*** Block opens ***
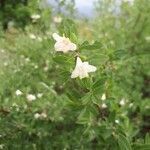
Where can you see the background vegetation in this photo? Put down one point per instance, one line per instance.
(70, 113)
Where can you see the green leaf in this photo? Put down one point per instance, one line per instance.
(99, 86)
(87, 46)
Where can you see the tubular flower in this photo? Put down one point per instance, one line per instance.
(82, 69)
(63, 44)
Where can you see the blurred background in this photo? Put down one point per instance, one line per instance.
(42, 108)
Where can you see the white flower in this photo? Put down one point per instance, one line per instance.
(130, 105)
(131, 2)
(63, 44)
(31, 97)
(37, 115)
(147, 38)
(104, 105)
(40, 116)
(43, 115)
(18, 92)
(57, 19)
(122, 102)
(82, 69)
(32, 36)
(35, 16)
(117, 121)
(39, 95)
(103, 97)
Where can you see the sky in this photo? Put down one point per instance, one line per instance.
(84, 7)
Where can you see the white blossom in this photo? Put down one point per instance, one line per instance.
(57, 19)
(63, 44)
(82, 69)
(32, 36)
(31, 97)
(18, 92)
(147, 38)
(43, 115)
(35, 16)
(117, 121)
(103, 97)
(39, 95)
(122, 102)
(37, 115)
(40, 116)
(131, 2)
(104, 105)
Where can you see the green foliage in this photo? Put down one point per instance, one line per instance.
(109, 110)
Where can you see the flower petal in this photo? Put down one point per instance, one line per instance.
(56, 37)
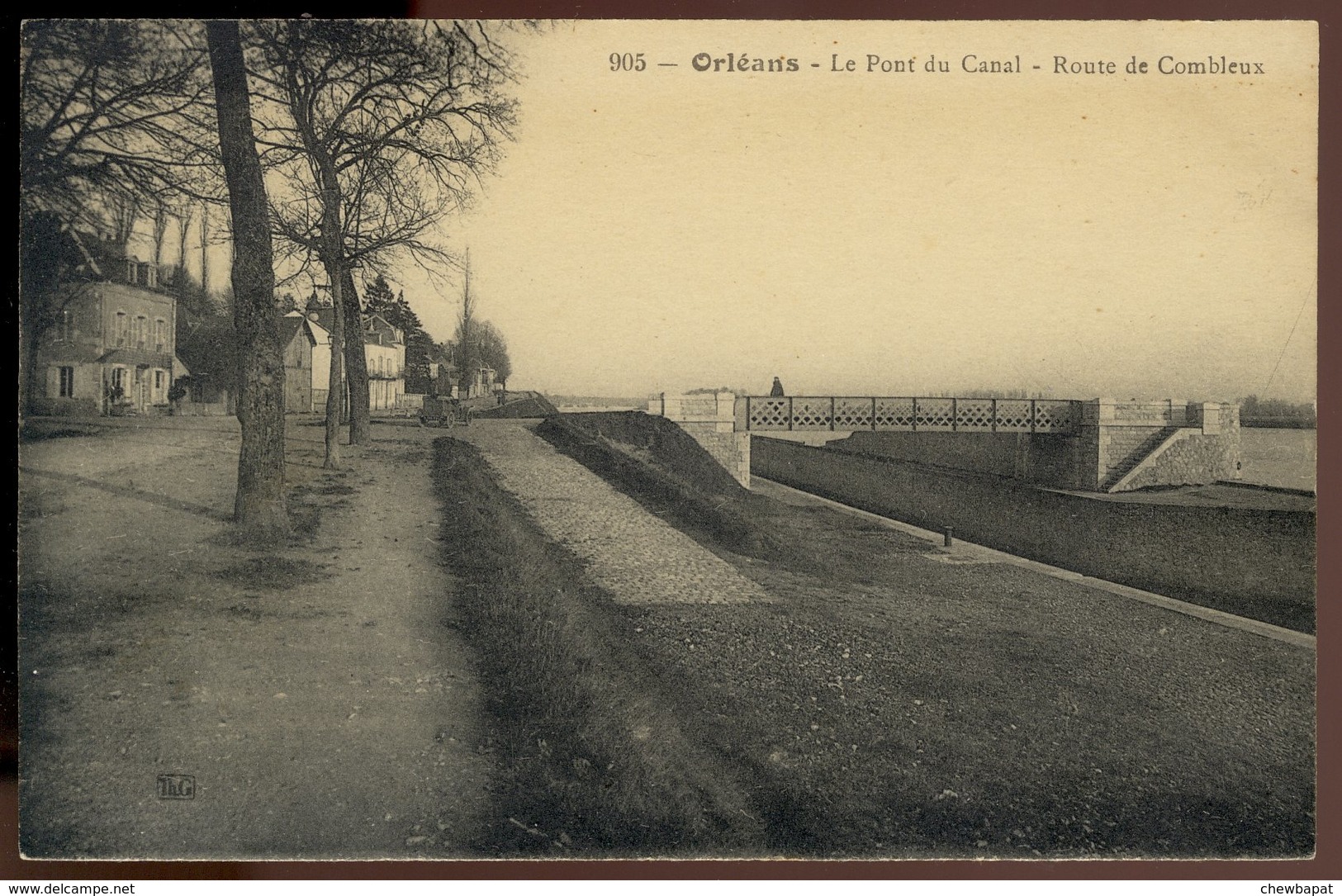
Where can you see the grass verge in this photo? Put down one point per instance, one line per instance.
(658, 464)
(588, 758)
(894, 703)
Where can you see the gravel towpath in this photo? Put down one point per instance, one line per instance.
(631, 553)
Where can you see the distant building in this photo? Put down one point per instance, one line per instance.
(307, 363)
(384, 348)
(384, 353)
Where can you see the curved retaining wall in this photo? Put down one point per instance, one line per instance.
(1245, 561)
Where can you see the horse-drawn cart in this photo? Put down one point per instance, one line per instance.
(440, 410)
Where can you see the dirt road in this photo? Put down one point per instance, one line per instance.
(313, 699)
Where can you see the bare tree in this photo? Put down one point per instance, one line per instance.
(160, 225)
(107, 109)
(390, 121)
(259, 505)
(493, 349)
(116, 105)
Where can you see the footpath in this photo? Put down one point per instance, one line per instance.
(188, 698)
(633, 554)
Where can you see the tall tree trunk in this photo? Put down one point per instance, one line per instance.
(204, 249)
(332, 260)
(259, 506)
(356, 361)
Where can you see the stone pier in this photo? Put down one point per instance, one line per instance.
(712, 421)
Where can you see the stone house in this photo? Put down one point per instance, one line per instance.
(113, 348)
(384, 352)
(384, 349)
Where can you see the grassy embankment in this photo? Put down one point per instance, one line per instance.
(588, 758)
(884, 704)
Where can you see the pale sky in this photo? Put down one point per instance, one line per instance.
(903, 232)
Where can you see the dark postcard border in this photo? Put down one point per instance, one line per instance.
(1327, 861)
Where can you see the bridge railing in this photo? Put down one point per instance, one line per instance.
(809, 414)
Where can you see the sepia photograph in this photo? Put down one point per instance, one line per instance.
(652, 440)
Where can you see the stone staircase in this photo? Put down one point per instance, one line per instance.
(1149, 448)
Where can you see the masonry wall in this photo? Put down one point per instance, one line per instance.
(1250, 561)
(710, 420)
(1054, 459)
(1196, 459)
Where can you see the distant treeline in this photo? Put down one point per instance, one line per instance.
(1277, 414)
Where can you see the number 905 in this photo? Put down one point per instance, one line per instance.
(627, 62)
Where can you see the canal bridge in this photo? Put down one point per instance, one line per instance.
(1097, 444)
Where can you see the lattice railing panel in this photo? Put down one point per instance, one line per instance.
(811, 414)
(1013, 415)
(936, 414)
(852, 414)
(1055, 416)
(974, 415)
(894, 414)
(768, 414)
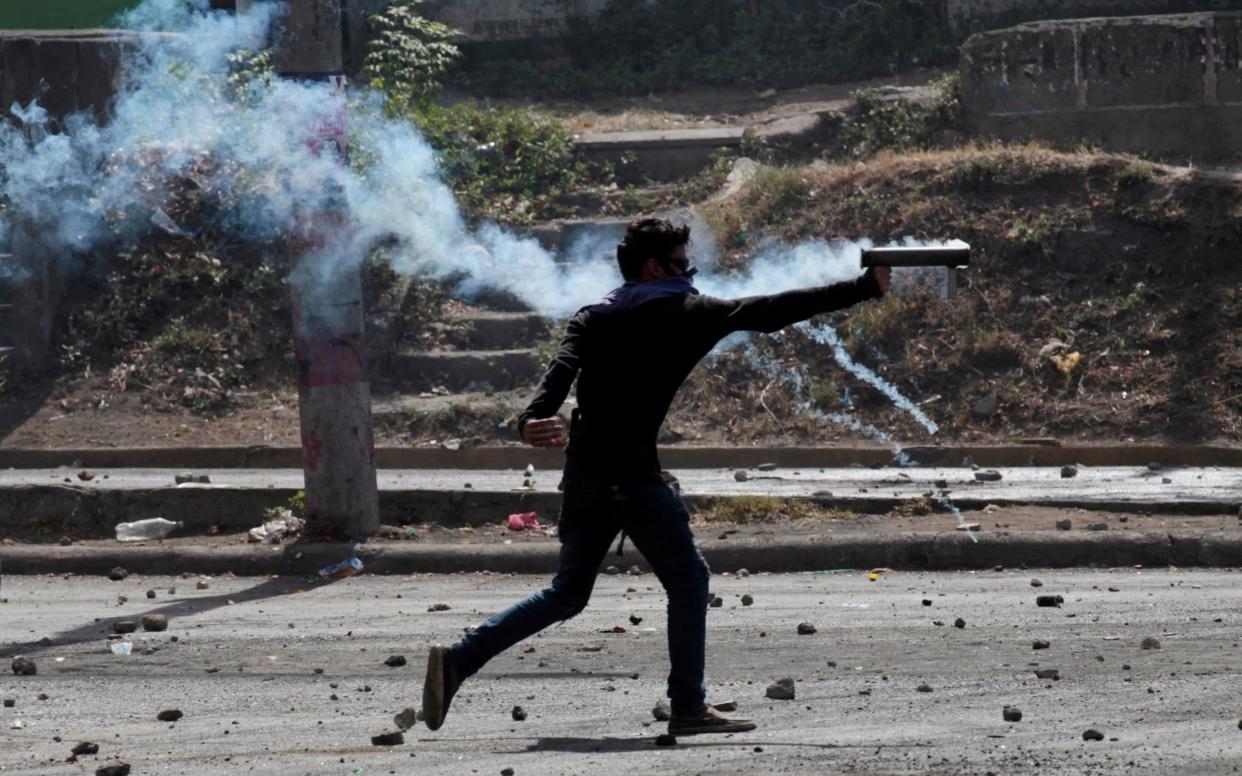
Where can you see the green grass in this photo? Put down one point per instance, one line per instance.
(61, 14)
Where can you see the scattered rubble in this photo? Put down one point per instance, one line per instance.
(783, 689)
(275, 532)
(389, 738)
(406, 719)
(524, 520)
(154, 622)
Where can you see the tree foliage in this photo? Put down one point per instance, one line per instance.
(409, 55)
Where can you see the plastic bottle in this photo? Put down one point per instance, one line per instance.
(154, 528)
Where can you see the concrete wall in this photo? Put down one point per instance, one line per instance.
(67, 71)
(485, 24)
(992, 14)
(1166, 85)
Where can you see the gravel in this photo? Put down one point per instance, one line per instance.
(783, 689)
(389, 738)
(154, 622)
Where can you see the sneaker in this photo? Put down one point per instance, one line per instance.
(440, 687)
(708, 721)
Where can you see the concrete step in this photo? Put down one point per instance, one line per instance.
(497, 330)
(460, 370)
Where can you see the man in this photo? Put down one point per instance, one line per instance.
(630, 353)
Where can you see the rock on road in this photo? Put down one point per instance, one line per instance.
(287, 676)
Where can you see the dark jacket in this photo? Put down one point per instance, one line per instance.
(631, 361)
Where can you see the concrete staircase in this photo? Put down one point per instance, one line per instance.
(493, 351)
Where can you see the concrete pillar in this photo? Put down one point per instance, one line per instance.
(338, 451)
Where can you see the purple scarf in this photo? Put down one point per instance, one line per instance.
(634, 293)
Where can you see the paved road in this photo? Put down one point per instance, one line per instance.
(242, 671)
(1114, 486)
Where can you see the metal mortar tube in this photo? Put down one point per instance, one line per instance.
(955, 256)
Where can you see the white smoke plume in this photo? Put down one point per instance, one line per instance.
(179, 114)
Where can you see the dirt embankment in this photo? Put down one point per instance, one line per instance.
(1103, 303)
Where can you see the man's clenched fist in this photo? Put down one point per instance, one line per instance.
(547, 432)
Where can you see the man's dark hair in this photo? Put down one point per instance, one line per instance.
(648, 239)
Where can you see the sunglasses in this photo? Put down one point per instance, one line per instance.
(683, 266)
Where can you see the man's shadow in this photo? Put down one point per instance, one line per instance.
(185, 607)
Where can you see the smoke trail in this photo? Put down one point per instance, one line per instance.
(826, 335)
(794, 378)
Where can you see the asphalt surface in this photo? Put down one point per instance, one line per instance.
(242, 672)
(1115, 486)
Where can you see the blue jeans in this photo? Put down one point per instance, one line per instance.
(591, 517)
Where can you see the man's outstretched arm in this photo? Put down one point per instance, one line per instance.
(538, 425)
(775, 312)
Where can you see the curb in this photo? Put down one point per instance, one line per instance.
(88, 512)
(1037, 452)
(919, 551)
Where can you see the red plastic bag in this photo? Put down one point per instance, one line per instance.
(525, 520)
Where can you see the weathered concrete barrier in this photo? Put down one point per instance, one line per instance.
(992, 14)
(1165, 85)
(658, 154)
(67, 71)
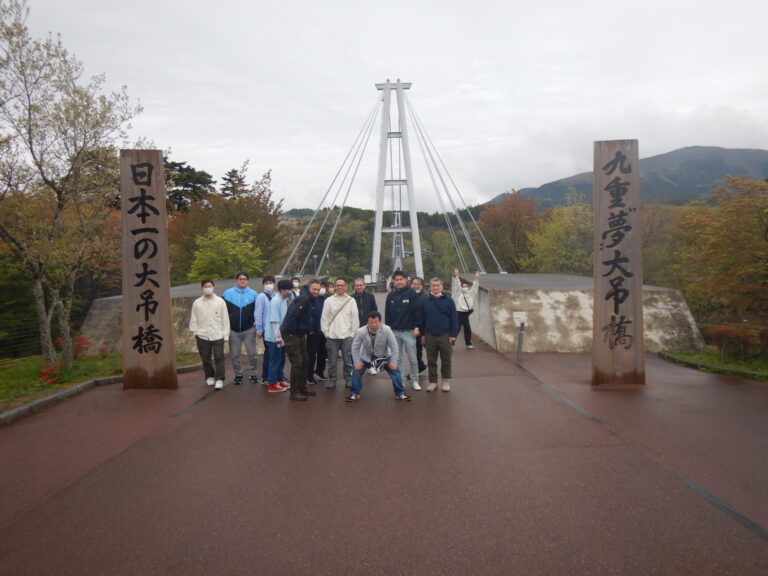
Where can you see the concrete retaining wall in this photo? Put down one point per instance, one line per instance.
(556, 309)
*** Block closes ***
A word-for-word copy of the data, without its pictures, is what is needed.

Expected output:
Where can you see the background vegetation in this photo? Put down one point per instance, one line per instance.
(70, 113)
Where can you see the green leaf in this photo? Put down one point per instance, one line per instance.
(99, 86)
(87, 46)
Where can you see the tubular flower in this photo? Put down one point per instance, one line per instance.
(82, 69)
(63, 44)
Where can you see the blurred background in this photo? Put down one point per instance, one line per instance.
(42, 108)
Where can you see the white flower in this photo? Put down one point per instance, one line per instance.
(130, 105)
(131, 2)
(63, 44)
(31, 97)
(37, 115)
(147, 38)
(104, 105)
(40, 116)
(43, 115)
(18, 92)
(57, 19)
(122, 102)
(82, 69)
(32, 36)
(35, 16)
(117, 121)
(39, 95)
(103, 97)
Where can you see the sky in this photo? Put down one point per instance, one line per instance.
(84, 7)
Where can you see the white blossom in this photo? Put down one point per instance, one line per instance.
(57, 19)
(63, 44)
(82, 69)
(32, 36)
(31, 97)
(18, 92)
(147, 38)
(43, 115)
(35, 16)
(117, 121)
(103, 97)
(39, 95)
(122, 102)
(37, 115)
(40, 116)
(131, 2)
(104, 105)
Where can you see the green foliage in this photo? Put down one point per instance, one line per instance.
(109, 110)
Where can you see the flower petal in this photo? Put down one point per instance, one line per instance.
(56, 37)
Where can you see the grass verge in this photo? Put down one point per instance, one line per instance.
(658, 464)
(588, 758)
(894, 703)
Where can you see the gravel towpath in this photo? Put down one point per instance, one line per instance.
(631, 553)
Where can you see the distant building in this photo? Put down one point per instance, one line per instance.
(307, 363)
(384, 348)
(384, 353)
Where can you see the curved retaining wall in this photo? Put down one point per instance, one line per instance.
(1245, 561)
Where can you see the horse-drawn cart in this photo? Put down one point per instance, one line per instance.
(440, 410)
Where can you see the dirt road in this photo? Put down one point per instance, one line per instance.
(313, 699)
Where can you see the bare tree in this photo? Put down one point per instance, one line per instance.
(160, 225)
(107, 109)
(390, 121)
(259, 505)
(493, 349)
(116, 105)
Where can you see the footpath in this photo? Put down one point per instance, one line per instance.
(188, 698)
(633, 554)
Where can you see the tall tree trunk in this photo? Put down one point per instance, one line per instance.
(204, 249)
(332, 260)
(259, 506)
(356, 361)
Where can you see the stone pier in this photo? Put down one point per instance, one line per instance.
(712, 421)
Where can you see the stone house in this photo? Put down one point per instance, one line per instance.
(113, 348)
(384, 352)
(384, 349)
Where can you see the grassy embankment in this photo? Put down one point per instance, one line per instance.
(588, 758)
(884, 704)
Where can you see the pale sky in this photo? Put down one point per instance, one line per instance.
(903, 232)
Where can you see the dark postcard border in this photo? Put down one point per instance, one line per instance.
(1327, 861)
Where can you see the bridge railing in this photo? Put down one point per instance, one line per instance.
(809, 414)
Where can you see the sepia photograph in this photo? Put down one point per instance, one line per instance.
(652, 440)
Where can you see the stone staircase in this photo? Put down one point per instance, one line per instance.
(1149, 448)
Where can you see the masonry wall in this photo? Put down one point per instance, one line per instance.
(1250, 561)
(710, 420)
(1054, 459)
(1196, 459)
Where can you see the distant treeline in this photo? Put down one point per instance, one line per instance.
(1277, 414)
Where can you see the number 905 in this photo? Put down one point per instance, one line per instance.
(627, 62)
Where can you see the canal bridge in this photo? Put down one point per instance, one line per instance.
(1097, 444)
Where can you see the lattice railing panel in this photo? Put down one point per instance, one line per instance.
(811, 414)
(1013, 415)
(936, 414)
(852, 414)
(1055, 416)
(974, 415)
(894, 414)
(768, 414)
Where can you see the green grass in this photo? Put down one point per instance, one line per instance.
(61, 14)
Where can you see the scattered rubble in this photo? Put down one point per instance, one line per instance.
(783, 689)
(275, 532)
(389, 738)
(406, 719)
(524, 520)
(154, 622)
Where can you see the tree foliage in this photo? Put down one point per instance, one line per instance.
(409, 55)
Where can you see the plastic bottle in this photo? Put down one point per instance, one line per instance.
(154, 528)
Where can you see the concrete wall in this photo? Put down one point per instance, one line per instance.
(67, 71)
(485, 24)
(992, 14)
(1166, 85)
Where can you see the gravel in this photo? Put down one point per instance, one line per instance.
(783, 689)
(389, 738)
(154, 622)
Where can you see the sneaker in this photo? Put down one point per instance, one line per instance.
(440, 687)
(708, 721)
Where can you see the concrete step in this photo? Put down one point per instance, one line per instance.
(497, 330)
(460, 370)
Where can you see the man in this photo? Put down one point per instance, one line per instance.
(630, 353)
Where can you see the rock on road in this photo? Put down one point per instance, one line per instance.
(287, 676)
Where can you see the dark jacket in this photo? Put down one point per instance, one line per instance.
(631, 361)
Where can you see the concrete staircase in this photo? Put down one point per instance, one line per instance.
(493, 351)
Where can you see the concrete pillar in this photo? Put down one point per instance, one line per instance.
(338, 451)
Where can you see the purple scarf in this photo? Put down one point per instance, one line per instance.
(634, 293)
Where can you see the paved road in this photo? Put down one point per instance, one line per instance.
(242, 671)
(1114, 486)
Where can you see the metal mortar tube in this photo? Put down one point per instance, one line per instance.
(955, 256)
Where can you see the white smoke plume in this photo? Put down one point per instance, one line per instance.
(179, 114)
Where can you see the dirt embankment in this photo? Put down one point per instance, one line per instance.
(1103, 303)
Where can you see the man's clenched fist in this photo? Put down one point per instance, one line per instance.
(547, 432)
Where can you see the man's dark hair in this photo? Put down one point per instance, one line per instance.
(648, 239)
Where can you see the sunglasses in this photo? Put down one point per instance, one line per instance.
(683, 266)
Where can you see the man's shadow in this photo? Put down one point per instance, one line per instance.
(185, 607)
Where can you see the smoke trail in this photo? Put down one point per instance, one line per instance.
(826, 335)
(794, 378)
Where can you see the asphalt surface in this photo? Put down one point per instance, one line per instance.
(242, 672)
(1115, 486)
Where can you see the blue jeans in this photo? Put down one point per instance, one line per instance.
(591, 517)
Where can you see the man's outstretched arm in this photo? Put down one point per instance, one line per instance.
(538, 425)
(775, 312)
Where can you see the curb in this photo? Put down one point per instance, one line per instance.
(88, 512)
(1037, 452)
(919, 551)
Where can you see the red plastic bag in this photo? Put down one point per instance, one line per instance.
(525, 520)
Where can you see the weathered concrete barrier in this photo? Put down one point per instance, one line per instance.
(992, 14)
(1165, 85)
(658, 154)
(67, 71)
Where can you see the concrete retaining wall in this photo? Put down one point per instance, one line per instance.
(556, 309)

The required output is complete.